Task objective:
Reproduce nothing but the closing run of lines: the line with "Can you see the frigate" and each line that follows it to the end of the data.

Raw data:
----

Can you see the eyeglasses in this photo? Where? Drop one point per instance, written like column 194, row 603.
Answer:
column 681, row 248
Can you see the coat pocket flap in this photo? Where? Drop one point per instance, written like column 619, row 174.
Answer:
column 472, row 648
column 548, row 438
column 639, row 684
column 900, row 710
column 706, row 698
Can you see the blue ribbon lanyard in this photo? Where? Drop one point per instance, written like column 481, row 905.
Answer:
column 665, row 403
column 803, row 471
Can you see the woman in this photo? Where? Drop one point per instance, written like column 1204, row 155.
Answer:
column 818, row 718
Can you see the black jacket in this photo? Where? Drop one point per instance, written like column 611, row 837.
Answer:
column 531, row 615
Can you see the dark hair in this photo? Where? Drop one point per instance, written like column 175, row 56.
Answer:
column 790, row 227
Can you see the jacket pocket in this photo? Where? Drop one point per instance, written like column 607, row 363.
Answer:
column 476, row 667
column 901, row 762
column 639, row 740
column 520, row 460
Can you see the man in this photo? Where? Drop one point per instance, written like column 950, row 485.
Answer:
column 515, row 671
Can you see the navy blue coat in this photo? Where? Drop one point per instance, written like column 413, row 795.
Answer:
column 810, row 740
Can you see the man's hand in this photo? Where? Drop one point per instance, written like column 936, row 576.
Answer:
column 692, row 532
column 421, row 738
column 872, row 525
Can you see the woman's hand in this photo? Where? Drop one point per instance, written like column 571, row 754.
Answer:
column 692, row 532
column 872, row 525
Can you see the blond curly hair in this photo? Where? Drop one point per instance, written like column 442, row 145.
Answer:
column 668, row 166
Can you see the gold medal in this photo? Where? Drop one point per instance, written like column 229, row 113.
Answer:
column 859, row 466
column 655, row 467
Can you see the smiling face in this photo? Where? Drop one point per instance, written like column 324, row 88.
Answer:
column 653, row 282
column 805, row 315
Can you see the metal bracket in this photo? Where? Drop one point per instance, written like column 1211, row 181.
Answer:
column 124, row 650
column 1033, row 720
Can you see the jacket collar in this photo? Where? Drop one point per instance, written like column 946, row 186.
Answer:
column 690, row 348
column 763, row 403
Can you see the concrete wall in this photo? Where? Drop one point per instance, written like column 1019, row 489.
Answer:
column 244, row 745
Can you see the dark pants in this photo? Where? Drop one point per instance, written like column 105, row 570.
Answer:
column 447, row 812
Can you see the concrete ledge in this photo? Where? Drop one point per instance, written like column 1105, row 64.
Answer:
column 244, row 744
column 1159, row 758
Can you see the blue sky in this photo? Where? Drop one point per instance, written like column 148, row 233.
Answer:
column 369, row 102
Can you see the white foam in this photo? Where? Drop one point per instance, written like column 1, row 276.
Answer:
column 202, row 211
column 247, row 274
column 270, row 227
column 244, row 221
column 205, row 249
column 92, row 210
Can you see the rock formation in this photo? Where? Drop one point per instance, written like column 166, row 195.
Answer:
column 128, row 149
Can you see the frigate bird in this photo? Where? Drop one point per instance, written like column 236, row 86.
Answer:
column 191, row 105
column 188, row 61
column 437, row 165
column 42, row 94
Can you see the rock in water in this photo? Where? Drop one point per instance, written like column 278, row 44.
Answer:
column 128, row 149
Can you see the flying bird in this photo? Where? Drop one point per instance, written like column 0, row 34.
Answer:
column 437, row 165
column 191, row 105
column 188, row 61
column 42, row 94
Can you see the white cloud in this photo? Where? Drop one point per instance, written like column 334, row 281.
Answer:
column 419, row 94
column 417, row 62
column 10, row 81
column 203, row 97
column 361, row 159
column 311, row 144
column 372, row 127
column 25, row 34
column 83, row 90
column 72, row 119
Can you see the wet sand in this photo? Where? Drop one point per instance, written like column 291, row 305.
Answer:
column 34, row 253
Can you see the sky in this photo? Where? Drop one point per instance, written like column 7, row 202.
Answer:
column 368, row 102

----

Written reply:
Can you see the frigate bird in this photo? Where? Drop one point per instance, written like column 236, row 86.
Answer:
column 191, row 105
column 188, row 61
column 437, row 165
column 42, row 94
Can you see the rock in water in this photo? Where? Drop one point per instance, written like column 278, row 44.
Answer:
column 128, row 149
Can you see the flying bird in this photo? Where? Drop one point per instance, written like column 0, row 34.
Answer:
column 437, row 165
column 191, row 105
column 188, row 61
column 42, row 94
Can you see the white cloud in this photo? Where? Drop one point per instance, written like column 334, row 281.
Answer:
column 419, row 94
column 417, row 62
column 10, row 81
column 203, row 97
column 361, row 159
column 311, row 144
column 372, row 127
column 25, row 34
column 83, row 90
column 72, row 119
Can you see the wet sand in this photo? Where? Drop one point per instance, written like column 291, row 305.
Answer:
column 34, row 253
Can you see the sky in this photo? Where? Drop one point per instance, written like column 7, row 202.
Answer:
column 368, row 102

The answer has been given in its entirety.